#### Tarea asignada 1
Copia al pie de la letra el texto sobre Transformers 3, desde "Lo que no está" hasta "como el cine.", incluidos los dos extremos.

Lo que no está tan claro es si es una película, pero qué importa. Seguro que no lo es en un sentido convencional. Ni su condición de éxito descomunal se cifra únicamente en el triunfo de su prepotencia tecnológica –aunque está claro que Michael “Armageddon” Bay y su productor Spielberg han conquistado una cima de perfección digital–, ni en su poderoso presupuesto, aunque haya recaudado alrededor de 500 millones de dólares mundialmente en menos de una semana. No: Transformers 3 es un triunfo cinematográfico, de un cine de pura imagen en movimiento; un artefacto de una naturaleza nueva que se acerca a un anhelo casi tan antiguo como el cine.
Desprovista de toda cohesión y continuidad narrativa o de cualquier atisbo de coherencia argumental, no busca convencernos de que hay un corazón y una historia en el interior de su caos de efectos visuales y sonoros, como tan berretamente trataba de imponerse James Cameron con Avatar y su conciencia eco-responsable. A Transformers 3 no le interesan los relatos: apenas ensaya una suerte de introducción, un mero McGuffin para echar andar sus motores, en el que se reescriben las motivaciones de la carrera espacial, del primer viaje tripulado a la Luna (cameo del verdadero Buzz Aldrin, ¡porque sí!) y parte de la Guerra Fría, para luego, casi sin solución de continuidad, empezar a superponer los innumerables elementos que participarán de su infinita embestida sensorial final. En el que sí constituye su mayor acto de prepotencia, Bay y Spielberg contratan a tres actores de probada eficiencia y prestigio (John Malkovich, Frances McDormand y John Turturro, que no serán las estrellas más caras de Hollywood pero seguro que no hicieron esto gratis), les asigna personajes sugerentes que parecen diseñados en función de una eventual e hipotética trama, los ubica en una serie de escenas honestamente graciosas, y luego, en la segunda mitad de las más de dos horas y media que dura el viaje, los descarta; los borra de la escena sin dar explicaciones, porque Transformers 3 no da explicaciones ni toma rehenes.

#### Los registros
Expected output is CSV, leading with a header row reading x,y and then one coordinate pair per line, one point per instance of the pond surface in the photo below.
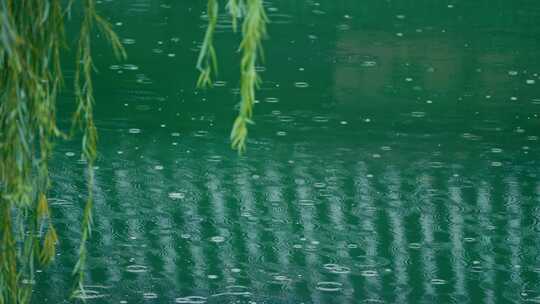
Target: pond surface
x,y
394,159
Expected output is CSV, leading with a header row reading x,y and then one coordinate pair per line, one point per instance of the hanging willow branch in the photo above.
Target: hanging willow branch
x,y
31,42
253,32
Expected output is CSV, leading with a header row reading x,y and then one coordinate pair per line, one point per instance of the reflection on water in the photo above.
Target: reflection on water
x,y
394,160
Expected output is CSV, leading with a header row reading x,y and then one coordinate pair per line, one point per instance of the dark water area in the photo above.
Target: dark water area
x,y
394,159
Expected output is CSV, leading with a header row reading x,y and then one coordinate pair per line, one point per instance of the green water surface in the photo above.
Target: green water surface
x,y
394,159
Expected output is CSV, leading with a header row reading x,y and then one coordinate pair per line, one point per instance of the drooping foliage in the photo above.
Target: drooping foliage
x,y
253,31
32,43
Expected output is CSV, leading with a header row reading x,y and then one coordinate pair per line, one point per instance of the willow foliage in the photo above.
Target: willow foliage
x,y
32,41
253,32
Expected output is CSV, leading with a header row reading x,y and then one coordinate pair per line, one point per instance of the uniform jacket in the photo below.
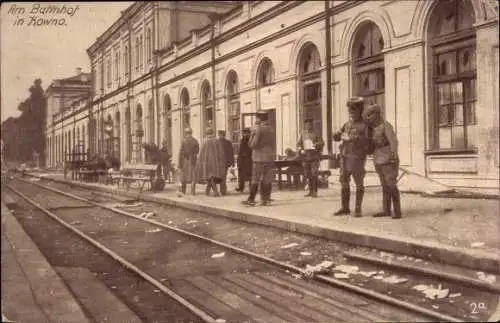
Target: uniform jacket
x,y
245,159
262,144
228,151
386,144
358,145
212,160
311,154
189,150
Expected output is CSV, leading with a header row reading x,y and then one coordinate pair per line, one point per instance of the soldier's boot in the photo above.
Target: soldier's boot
x,y
223,187
360,192
310,187
386,204
266,194
345,195
253,192
396,203
208,187
315,186
241,185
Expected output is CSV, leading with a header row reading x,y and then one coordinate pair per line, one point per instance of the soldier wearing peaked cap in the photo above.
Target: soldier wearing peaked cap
x,y
354,135
385,159
310,146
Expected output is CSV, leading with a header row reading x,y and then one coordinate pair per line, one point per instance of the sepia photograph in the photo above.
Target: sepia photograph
x,y
250,161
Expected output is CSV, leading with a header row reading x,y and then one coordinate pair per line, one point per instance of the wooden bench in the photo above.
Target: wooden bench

#### Tarea asignada 2
Junta todas las líneas de los registros en las que aparezca la palabra "wooden".

#### Solución 1
Lo que no está tan claro es si es una película, pero qué importa. Seguro que no lo es en un sentido convencional. Ni su condición de éxito descomunal se cifra únicamente en el triunfo de su prepotencia tecnológica –aunque está claro que Michael “Armageddon” Bay y su productor Spielberg han conquistado una cima de perfección digital–, ni en su poderoso presupuesto, aunque haya recaudado alrededor de 500 millones de dólares mundialmente en menos de una semana. No: Transformers 3 es un triunfo cinematográfico, de un cine de pura imagen en movimiento; un artefacto de una naturaleza nueva que se acerca a un anhelo casi tan antiguo como el cine.

#### Solución 2
Expected output is CSV, leading with a header row reading x,y and then one coordinate pair per line, one point per instance of the wooden bench in the photo above.
Target: wooden bench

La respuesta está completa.